▶ _SHORT TASK 1_:
From the forum thread below, extract everything from "Do you know" down to "on the layout.".
------------------------------
Run a dedicated line too, I can see the a some AC unit in the wall for the hot days and a small heater for the cooler days being used. Plus figure in the lights, radio maybe a small fridge etc.

Do you know of anyone in the construction business? You be surprised on the material they throw away. Even if you don't know anyone stop by a place where they are building some houses and ask if they have any scrap you can have. Around me they toss all kinds of useful material away. Look for pieces of insulation board too if you plan on carving a river or something on the layout.


----------



## Southern (Nov 17, 2008)

Are you a SNOB, S.O.B?

Sorry. Just kidding, 
( that is a Charleston SC joke ) retating to Broad street. 
Slightly north of broad
South of broad.


----------



## Big Ed (Jun 16, 2009)

Southern said:


> Are you a SNOB, S.O.B?
> 
> Sorry. Just kidding,
> ( that is a Charleston SC joke ) retating to Broad street.
> ...


Is it a good looking broad?


----------



## REV (Sep 25, 2013)
------------------------------
▶ _SHORT TASK 2_:
In the listing below, how many lines contain the string "head"? Give only the number.

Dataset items
------------------------------
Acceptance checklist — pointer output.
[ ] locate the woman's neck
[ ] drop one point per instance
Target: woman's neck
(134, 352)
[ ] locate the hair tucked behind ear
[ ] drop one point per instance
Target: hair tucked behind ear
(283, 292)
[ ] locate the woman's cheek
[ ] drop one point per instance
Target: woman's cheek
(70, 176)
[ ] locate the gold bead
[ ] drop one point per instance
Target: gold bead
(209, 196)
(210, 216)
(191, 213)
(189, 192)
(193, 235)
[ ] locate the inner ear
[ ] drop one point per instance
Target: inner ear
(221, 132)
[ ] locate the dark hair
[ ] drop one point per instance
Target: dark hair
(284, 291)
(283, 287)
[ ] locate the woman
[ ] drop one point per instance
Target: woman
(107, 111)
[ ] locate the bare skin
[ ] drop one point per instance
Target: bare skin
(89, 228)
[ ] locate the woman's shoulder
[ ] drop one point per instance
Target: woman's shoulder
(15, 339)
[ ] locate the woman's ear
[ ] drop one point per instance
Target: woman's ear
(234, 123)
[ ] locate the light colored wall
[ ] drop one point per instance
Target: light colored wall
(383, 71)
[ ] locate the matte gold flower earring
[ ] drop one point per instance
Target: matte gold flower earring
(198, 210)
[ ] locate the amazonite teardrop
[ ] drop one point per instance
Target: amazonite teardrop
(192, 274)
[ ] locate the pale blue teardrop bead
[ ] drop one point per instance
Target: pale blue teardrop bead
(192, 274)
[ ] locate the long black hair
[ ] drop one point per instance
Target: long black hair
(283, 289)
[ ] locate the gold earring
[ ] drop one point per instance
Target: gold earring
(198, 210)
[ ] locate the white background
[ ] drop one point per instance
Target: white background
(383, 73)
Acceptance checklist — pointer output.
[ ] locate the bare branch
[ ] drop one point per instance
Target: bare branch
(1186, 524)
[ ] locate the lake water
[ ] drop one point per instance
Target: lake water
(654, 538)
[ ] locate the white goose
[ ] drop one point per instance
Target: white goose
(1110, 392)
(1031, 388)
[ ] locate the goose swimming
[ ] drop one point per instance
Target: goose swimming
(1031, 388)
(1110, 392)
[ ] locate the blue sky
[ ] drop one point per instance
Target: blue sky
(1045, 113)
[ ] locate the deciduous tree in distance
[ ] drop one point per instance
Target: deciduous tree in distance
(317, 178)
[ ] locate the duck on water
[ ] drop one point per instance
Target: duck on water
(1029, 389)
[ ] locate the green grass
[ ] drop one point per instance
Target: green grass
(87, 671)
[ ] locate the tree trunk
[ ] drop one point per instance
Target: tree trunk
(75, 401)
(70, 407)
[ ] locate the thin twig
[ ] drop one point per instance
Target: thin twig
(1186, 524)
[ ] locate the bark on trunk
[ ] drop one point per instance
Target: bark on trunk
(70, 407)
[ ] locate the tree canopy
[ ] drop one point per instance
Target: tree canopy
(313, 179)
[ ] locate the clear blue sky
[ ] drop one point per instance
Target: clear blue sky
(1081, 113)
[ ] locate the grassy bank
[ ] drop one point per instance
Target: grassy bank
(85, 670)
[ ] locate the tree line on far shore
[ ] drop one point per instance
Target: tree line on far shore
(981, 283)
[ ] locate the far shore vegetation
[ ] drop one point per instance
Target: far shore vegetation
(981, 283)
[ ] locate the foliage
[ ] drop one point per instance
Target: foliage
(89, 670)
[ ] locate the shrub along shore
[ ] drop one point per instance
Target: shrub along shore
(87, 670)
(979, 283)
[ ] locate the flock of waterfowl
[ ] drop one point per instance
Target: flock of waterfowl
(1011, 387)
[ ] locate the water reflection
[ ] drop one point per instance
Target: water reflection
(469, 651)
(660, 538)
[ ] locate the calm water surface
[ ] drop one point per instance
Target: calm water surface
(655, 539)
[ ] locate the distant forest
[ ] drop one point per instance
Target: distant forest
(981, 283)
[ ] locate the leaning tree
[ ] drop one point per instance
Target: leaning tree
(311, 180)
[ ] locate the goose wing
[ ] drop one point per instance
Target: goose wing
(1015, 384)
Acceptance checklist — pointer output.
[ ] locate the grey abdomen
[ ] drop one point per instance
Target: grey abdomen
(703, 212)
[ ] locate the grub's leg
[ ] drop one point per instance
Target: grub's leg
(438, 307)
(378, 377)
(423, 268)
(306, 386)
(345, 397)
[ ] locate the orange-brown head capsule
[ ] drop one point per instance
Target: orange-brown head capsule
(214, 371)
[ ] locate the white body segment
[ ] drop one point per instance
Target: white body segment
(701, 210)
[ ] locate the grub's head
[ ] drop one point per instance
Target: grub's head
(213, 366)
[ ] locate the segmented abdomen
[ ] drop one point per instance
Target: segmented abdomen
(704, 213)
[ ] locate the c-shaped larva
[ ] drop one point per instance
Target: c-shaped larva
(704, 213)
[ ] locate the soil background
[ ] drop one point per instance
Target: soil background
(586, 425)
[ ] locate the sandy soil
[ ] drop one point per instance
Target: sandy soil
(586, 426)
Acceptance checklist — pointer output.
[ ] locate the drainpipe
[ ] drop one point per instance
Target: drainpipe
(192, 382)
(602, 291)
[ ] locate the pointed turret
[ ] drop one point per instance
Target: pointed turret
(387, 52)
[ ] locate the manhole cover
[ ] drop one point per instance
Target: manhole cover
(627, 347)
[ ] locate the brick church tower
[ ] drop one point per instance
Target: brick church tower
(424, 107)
------------------------------
▶ _PROBLEM SOLUTION 1_:
Do you know of anyone in the construction business? You be surprised on the material they throw away. Even if you don't know anyone stop by a place where they are building some houses and ask if they have any scrap you can have. Around me they toss all kinds of useful material away. Look for pieces of insulation board too if you plan on carving a river or something on the layout.

▶ _PROBLEM SOLUTION 2_:
4